Goal of the exercise: Pick out every line in the records below that contains the string "bird" and copy each one.

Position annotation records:
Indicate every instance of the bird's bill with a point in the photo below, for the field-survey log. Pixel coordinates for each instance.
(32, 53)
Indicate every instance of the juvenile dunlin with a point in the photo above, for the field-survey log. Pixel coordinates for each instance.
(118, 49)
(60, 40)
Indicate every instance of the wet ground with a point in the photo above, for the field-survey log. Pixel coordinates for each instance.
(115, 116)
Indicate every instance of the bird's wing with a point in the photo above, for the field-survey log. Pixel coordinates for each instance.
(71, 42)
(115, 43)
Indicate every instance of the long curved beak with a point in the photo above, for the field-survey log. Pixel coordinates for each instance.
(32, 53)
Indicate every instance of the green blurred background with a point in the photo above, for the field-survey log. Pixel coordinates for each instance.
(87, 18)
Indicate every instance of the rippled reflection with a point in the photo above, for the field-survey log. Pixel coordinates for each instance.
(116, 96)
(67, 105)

==

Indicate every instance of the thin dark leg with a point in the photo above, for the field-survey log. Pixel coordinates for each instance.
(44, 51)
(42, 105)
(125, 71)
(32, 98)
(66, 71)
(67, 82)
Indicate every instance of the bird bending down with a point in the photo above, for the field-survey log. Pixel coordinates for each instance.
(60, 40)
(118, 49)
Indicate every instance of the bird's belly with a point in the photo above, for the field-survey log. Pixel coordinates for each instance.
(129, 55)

Right answer:
Indicate every instance of the bird's bill with a point in the photo below, for the field-survey log. Pixel coordinates for each instance.
Indicate every instance of the bird's wing with a point in the photo above, for the field-survey log. Pixel coordinates for each instance.
Indicate every instance of the bird bending down with a point in the photo above, for the field-survey log. Pixel coordinates for each instance.
Indicate every instance of the bird's belly with a point in the photo above, for the field-survey log. Pixel coordinates for each instance.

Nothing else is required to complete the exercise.